┌──
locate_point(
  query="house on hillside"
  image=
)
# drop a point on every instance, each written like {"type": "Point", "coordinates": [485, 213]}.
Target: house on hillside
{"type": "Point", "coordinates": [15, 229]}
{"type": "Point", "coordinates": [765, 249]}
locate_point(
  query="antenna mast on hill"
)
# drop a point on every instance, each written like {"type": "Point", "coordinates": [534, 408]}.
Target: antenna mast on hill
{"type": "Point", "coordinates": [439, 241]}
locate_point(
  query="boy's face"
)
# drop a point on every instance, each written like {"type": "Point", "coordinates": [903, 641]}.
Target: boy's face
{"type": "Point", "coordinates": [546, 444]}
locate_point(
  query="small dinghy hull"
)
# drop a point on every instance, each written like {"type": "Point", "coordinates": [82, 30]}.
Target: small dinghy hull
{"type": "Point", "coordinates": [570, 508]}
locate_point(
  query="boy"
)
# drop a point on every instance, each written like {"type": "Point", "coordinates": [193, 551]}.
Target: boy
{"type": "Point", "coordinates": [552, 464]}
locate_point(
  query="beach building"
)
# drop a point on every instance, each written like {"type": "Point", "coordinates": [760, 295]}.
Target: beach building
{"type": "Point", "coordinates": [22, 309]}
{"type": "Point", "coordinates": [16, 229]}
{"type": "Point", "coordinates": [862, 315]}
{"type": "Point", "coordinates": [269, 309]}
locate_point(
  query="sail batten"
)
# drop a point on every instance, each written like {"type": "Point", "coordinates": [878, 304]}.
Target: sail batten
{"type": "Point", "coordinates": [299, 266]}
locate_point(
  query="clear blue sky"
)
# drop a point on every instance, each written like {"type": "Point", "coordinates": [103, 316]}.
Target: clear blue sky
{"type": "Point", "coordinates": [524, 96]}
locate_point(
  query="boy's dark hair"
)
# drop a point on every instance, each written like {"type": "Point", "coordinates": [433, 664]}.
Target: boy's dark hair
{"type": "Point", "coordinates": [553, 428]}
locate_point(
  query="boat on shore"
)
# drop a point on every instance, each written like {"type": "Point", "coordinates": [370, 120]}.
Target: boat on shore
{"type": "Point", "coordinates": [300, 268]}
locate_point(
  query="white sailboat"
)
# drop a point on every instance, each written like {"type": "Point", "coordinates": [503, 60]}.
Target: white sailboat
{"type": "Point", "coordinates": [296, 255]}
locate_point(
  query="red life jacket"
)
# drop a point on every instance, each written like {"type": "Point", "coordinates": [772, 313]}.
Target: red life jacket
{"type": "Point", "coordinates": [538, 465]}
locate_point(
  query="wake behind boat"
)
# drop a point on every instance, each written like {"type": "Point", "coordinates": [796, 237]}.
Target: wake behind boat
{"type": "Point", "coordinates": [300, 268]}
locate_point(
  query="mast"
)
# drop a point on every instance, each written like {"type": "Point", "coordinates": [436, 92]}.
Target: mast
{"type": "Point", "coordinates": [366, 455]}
└──
_EXERCISE_. Output the full listing without altering anything.

_YOUR SOLUTION_.
locate_point(
  query="house on hillside"
  image=
)
# drop a point on every instance, each written like {"type": "Point", "coordinates": [485, 213]}.
Target: house on hillside
{"type": "Point", "coordinates": [15, 229]}
{"type": "Point", "coordinates": [765, 249]}
locate_point(
  query="antenna mast on hill"
)
# drop a point on every instance, each written like {"type": "Point", "coordinates": [534, 408]}.
Target: antenna mast on hill
{"type": "Point", "coordinates": [439, 241]}
locate_point(
  query="boy's face"
)
# drop a point on every instance, each written like {"type": "Point", "coordinates": [903, 641]}.
Target: boy's face
{"type": "Point", "coordinates": [546, 444]}
locate_point(
  query="small dinghy hull"
)
# drop a point on every instance, each written like {"type": "Point", "coordinates": [82, 30]}.
Target: small dinghy hull
{"type": "Point", "coordinates": [570, 508]}
locate_point(
  query="boy"
)
# drop a point on every instance, each written like {"type": "Point", "coordinates": [193, 551]}.
Target: boy
{"type": "Point", "coordinates": [552, 464]}
locate_point(
  query="beach building"
)
# drop a point on every instance, each written like {"type": "Point", "coordinates": [760, 295]}.
Target: beach building
{"type": "Point", "coordinates": [22, 309]}
{"type": "Point", "coordinates": [16, 229]}
{"type": "Point", "coordinates": [862, 315]}
{"type": "Point", "coordinates": [269, 309]}
locate_point(
  query="sail batten"
)
# drop a point on every instance, each written like {"type": "Point", "coordinates": [878, 304]}.
Target: sail batten
{"type": "Point", "coordinates": [299, 266]}
locate_point(
  query="clear blue sky"
)
# drop a point on every instance, each written like {"type": "Point", "coordinates": [103, 316]}.
Target: clear blue sky
{"type": "Point", "coordinates": [524, 96]}
locate_point(
  query="boy's dark hair"
)
# drop a point on every instance, each written like {"type": "Point", "coordinates": [433, 664]}.
Target: boy's dark hair
{"type": "Point", "coordinates": [553, 428]}
locate_point(
  query="boat on shore"
)
# drop a point on every instance, each written like {"type": "Point", "coordinates": [370, 120]}.
Target: boat on shore
{"type": "Point", "coordinates": [300, 268]}
locate_point(
  query="white sailboat"
)
# drop a point on every instance, each written like {"type": "Point", "coordinates": [503, 60]}.
Target: white sailboat
{"type": "Point", "coordinates": [296, 255]}
locate_point(
  query="red life jacket"
)
# drop a point on every instance, each written like {"type": "Point", "coordinates": [772, 313]}.
Target: red life jacket
{"type": "Point", "coordinates": [538, 465]}
locate_point(
  query="wake behind boat"
)
# drop a point on every instance, each written like {"type": "Point", "coordinates": [796, 237]}.
Target: wake behind boat
{"type": "Point", "coordinates": [300, 268]}
locate_point(
  query="mast"
)
# drop a point on every instance, each written like {"type": "Point", "coordinates": [436, 92]}.
Target: mast
{"type": "Point", "coordinates": [366, 455]}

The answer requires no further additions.